COMPLETE THE FOLLOWING:
A - From the passage about giants, extract the text starting at "They are my" and ending at "and one-half inch.".
B - Put this sentence from the passage about giants into Spanish: "I am blessed in so many ways."
C - In the passage about giants, what height does the New York State Department of Motor Vehicle give for the giant who shaped the writer's life most?

DOCUMENT SEGMENT:

____

Mumsy and I in the Walled Garden at Powerscourt Estate, Enniskerry, Co. Wicklow, Ireland. July 2014

Mumsy and I in the Walled Garden at Powerscourt Estate, Enniskerry, Co. Wicklow, Ireland. July 2014

“If I have seen further than others, it is by standing upon the shoulders of giants.” – Sir Isaac Newton

I am a lucky, lucky girl. I know I say that all the time, but it’s true. I am blessed in so many ways. Especially when it comes to the people in my life. Friends, family, former colleagues – they have all made my life richer and more beautiful just by being there. Offering a kind word, lending an ear, giving a helping hand, being there when it mattered most.

They are my “giants”, as Isaac Newton would have called them. And all I have seen, done and accomplished in my life, is as a direct result of standing on their shoulders.

There is one giant, though, who has shaped my life more than any other. By standing on her shoulders, I have seen furthest of all. Which is really saying something since, according to the New York State Department of Motor Vehicle, she stands at (a very respectable!) five feet and one-half inch.

____

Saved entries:
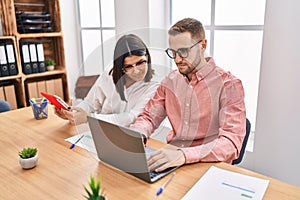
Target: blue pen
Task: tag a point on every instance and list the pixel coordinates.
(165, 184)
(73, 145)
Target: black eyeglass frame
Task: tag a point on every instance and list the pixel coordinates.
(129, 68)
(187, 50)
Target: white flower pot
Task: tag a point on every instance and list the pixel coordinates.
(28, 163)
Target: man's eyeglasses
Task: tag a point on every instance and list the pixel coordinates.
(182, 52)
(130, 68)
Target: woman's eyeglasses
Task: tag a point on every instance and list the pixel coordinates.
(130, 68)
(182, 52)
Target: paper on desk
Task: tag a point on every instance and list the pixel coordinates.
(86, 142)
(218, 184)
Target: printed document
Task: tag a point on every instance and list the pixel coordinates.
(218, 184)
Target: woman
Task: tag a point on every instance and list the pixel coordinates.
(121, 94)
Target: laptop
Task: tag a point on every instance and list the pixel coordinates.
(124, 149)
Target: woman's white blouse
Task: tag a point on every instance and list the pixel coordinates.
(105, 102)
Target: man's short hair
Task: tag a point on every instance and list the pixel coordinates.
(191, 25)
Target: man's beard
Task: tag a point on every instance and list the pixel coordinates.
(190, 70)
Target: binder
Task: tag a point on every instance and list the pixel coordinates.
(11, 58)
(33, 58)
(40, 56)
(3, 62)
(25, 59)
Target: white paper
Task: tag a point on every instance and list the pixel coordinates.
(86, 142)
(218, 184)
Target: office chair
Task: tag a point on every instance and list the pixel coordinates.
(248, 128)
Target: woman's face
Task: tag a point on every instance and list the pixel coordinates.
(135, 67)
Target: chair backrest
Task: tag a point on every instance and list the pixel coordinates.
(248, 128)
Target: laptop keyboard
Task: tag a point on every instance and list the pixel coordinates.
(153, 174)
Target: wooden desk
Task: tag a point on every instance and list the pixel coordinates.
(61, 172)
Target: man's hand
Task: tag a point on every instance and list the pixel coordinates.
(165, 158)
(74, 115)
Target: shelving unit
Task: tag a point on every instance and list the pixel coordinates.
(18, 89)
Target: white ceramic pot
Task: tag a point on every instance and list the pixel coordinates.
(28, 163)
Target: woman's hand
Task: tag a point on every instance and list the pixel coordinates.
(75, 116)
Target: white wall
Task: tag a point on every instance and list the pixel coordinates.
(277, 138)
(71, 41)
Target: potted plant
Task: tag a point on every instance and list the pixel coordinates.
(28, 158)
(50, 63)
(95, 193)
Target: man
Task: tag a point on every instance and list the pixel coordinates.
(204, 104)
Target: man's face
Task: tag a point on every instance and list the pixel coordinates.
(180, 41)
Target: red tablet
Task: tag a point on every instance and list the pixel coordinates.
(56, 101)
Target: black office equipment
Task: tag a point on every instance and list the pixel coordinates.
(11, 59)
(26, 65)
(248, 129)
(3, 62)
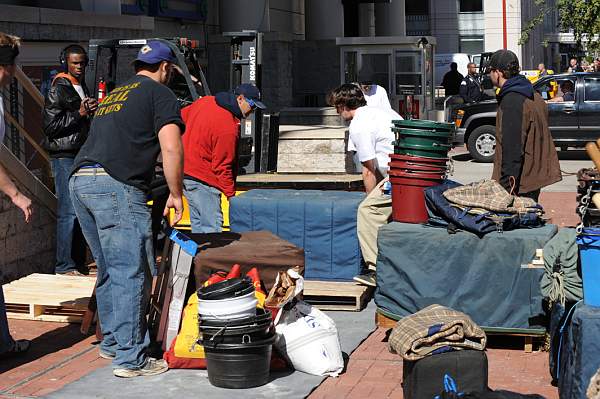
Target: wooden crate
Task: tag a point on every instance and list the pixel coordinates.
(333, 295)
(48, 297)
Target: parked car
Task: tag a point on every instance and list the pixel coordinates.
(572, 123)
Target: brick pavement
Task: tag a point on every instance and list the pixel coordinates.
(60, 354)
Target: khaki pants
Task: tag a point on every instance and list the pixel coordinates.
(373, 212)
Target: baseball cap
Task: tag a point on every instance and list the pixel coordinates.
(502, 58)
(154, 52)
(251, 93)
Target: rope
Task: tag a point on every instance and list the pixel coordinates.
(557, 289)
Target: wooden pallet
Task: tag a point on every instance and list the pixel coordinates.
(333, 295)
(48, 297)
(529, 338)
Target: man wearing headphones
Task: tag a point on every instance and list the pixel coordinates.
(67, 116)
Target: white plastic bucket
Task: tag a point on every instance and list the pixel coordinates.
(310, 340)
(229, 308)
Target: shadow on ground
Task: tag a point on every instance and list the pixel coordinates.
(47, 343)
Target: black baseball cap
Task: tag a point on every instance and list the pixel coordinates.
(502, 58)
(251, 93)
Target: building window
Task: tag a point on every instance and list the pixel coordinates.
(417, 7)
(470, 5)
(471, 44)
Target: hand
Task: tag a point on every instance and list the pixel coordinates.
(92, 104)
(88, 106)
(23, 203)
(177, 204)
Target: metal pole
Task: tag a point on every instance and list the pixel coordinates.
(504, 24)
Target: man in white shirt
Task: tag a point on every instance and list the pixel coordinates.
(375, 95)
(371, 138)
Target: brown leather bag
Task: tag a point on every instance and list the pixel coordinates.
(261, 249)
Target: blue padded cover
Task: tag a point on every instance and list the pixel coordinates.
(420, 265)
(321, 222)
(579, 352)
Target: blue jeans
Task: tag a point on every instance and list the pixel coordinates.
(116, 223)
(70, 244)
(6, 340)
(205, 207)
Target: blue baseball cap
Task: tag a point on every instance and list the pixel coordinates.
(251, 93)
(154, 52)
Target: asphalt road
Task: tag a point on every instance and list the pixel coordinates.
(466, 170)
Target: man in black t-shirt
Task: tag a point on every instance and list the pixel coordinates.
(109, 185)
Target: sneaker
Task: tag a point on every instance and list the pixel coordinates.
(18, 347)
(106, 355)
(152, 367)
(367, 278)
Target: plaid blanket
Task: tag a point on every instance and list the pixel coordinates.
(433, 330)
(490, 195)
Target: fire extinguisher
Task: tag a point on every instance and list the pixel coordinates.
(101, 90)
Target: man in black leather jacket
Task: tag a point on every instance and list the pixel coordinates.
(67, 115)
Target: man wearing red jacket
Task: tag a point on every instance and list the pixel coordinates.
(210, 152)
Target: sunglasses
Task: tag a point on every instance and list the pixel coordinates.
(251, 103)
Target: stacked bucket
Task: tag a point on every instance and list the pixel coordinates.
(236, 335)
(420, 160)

____

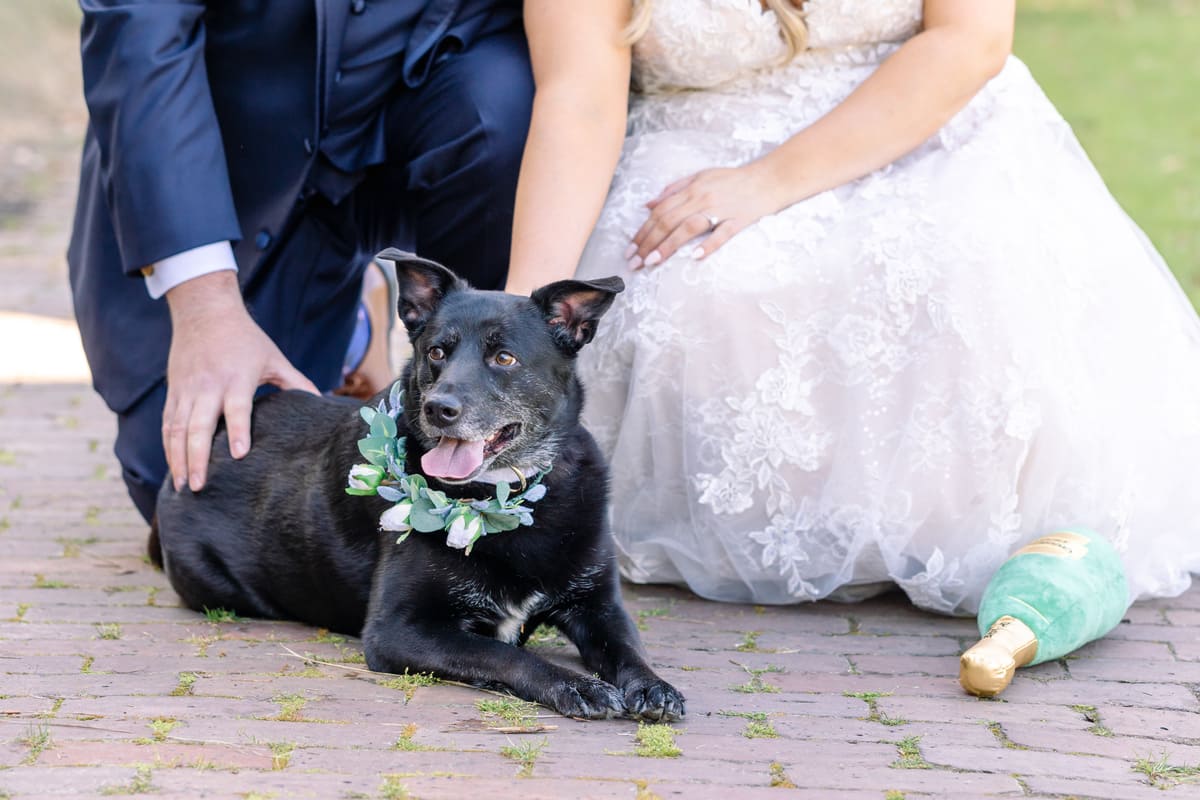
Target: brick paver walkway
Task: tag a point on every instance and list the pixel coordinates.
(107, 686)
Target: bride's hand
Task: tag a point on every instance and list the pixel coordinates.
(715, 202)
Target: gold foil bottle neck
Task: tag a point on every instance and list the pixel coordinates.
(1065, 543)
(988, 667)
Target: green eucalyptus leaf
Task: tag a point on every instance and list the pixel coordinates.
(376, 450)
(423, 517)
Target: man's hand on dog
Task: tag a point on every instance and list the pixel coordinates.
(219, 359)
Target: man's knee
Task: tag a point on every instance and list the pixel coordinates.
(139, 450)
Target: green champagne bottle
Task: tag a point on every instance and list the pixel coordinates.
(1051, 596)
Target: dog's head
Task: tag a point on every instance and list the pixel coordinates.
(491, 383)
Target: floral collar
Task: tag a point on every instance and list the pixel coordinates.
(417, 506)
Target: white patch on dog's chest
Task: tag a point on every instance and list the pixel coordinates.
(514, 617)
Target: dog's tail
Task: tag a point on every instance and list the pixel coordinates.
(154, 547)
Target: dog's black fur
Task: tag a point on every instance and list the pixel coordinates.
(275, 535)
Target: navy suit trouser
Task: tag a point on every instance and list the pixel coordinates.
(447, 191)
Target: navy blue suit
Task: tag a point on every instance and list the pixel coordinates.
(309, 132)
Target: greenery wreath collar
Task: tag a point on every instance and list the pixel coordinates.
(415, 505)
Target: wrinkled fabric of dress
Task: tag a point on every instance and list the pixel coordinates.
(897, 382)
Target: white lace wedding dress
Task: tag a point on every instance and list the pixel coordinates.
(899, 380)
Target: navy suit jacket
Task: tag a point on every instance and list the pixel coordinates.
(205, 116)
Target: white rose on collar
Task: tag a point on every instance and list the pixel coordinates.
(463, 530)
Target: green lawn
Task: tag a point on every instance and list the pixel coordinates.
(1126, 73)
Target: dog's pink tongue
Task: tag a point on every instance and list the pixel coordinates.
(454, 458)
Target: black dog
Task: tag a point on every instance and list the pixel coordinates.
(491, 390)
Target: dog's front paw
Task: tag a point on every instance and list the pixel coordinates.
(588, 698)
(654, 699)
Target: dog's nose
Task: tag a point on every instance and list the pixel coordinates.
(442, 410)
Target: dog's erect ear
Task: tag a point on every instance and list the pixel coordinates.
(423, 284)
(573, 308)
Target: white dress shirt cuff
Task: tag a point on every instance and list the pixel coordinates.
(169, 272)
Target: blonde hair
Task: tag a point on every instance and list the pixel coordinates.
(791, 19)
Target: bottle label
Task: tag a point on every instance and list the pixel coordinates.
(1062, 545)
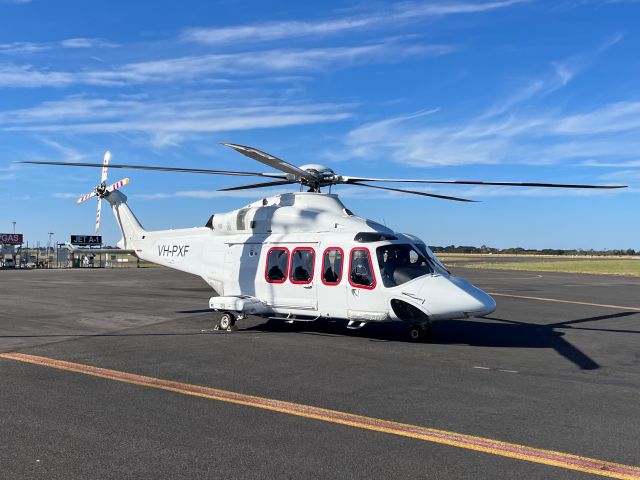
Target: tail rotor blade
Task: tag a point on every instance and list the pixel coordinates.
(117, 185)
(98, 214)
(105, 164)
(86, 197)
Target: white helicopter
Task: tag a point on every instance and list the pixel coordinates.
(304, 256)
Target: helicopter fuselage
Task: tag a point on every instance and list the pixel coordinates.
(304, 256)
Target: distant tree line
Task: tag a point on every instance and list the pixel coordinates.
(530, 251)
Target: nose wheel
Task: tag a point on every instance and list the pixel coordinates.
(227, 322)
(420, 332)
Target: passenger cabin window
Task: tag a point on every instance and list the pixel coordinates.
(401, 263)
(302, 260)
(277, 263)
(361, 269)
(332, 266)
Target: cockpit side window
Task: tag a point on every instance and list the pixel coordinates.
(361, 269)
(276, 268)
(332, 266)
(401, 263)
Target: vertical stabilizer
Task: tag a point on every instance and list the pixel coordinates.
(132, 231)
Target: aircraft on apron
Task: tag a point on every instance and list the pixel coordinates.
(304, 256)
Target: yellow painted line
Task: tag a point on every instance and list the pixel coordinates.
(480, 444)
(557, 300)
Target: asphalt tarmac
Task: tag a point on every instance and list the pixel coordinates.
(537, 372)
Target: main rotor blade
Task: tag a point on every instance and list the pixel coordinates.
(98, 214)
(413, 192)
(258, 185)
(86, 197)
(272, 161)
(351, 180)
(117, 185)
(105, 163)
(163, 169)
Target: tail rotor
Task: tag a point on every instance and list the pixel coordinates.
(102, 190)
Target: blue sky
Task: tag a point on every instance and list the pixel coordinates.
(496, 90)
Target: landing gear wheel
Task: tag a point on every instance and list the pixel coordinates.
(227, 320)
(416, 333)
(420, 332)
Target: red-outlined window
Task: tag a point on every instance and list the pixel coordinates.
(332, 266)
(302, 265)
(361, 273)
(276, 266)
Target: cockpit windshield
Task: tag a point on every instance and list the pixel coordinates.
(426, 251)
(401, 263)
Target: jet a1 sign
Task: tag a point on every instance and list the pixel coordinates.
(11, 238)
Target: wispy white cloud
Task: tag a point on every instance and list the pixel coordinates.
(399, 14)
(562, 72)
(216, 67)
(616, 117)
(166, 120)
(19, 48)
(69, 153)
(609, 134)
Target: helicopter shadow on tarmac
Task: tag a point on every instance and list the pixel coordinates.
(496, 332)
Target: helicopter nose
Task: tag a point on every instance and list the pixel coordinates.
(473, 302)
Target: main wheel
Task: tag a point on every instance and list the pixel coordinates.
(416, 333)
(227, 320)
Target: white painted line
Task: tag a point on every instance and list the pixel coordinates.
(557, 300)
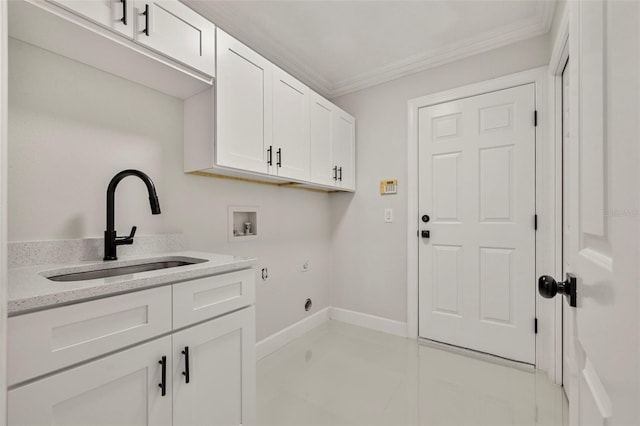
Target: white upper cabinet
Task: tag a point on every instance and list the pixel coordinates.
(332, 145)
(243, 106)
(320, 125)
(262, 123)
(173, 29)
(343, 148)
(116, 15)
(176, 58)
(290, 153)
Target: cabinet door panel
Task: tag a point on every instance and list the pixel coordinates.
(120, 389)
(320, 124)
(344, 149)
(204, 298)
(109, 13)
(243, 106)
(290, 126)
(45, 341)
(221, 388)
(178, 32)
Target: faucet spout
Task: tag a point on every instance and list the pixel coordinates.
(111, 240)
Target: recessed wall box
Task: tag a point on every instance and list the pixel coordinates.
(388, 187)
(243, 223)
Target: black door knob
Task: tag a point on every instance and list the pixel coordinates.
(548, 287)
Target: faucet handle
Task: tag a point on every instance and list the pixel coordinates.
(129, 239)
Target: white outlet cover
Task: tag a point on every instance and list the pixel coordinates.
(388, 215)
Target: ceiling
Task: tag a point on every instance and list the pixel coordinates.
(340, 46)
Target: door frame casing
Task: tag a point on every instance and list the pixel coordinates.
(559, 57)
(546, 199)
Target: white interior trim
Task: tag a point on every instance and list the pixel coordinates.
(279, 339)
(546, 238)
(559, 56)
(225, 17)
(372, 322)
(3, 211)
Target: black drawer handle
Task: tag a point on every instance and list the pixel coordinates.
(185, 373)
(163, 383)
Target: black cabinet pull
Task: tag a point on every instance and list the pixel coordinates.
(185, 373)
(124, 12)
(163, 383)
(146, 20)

____

EXPECTED RESPONSES:
A -
They are my “giants”, as Isaac Newton would have called them. And all I have seen, done and accomplished in my life, is as a direct result of standing on their shoulders.

There is one giant, though, who has shaped my life more than any other. By standing on her shoulders, I have seen furthest of all. Which is really saying something since, according to the New York State Department of Motor Vehicle, she stands at (a very respectable!) five feet and one-half inch.

B - Soy bendecida de muchísimas maneras.

C - Five feet and one-half inch.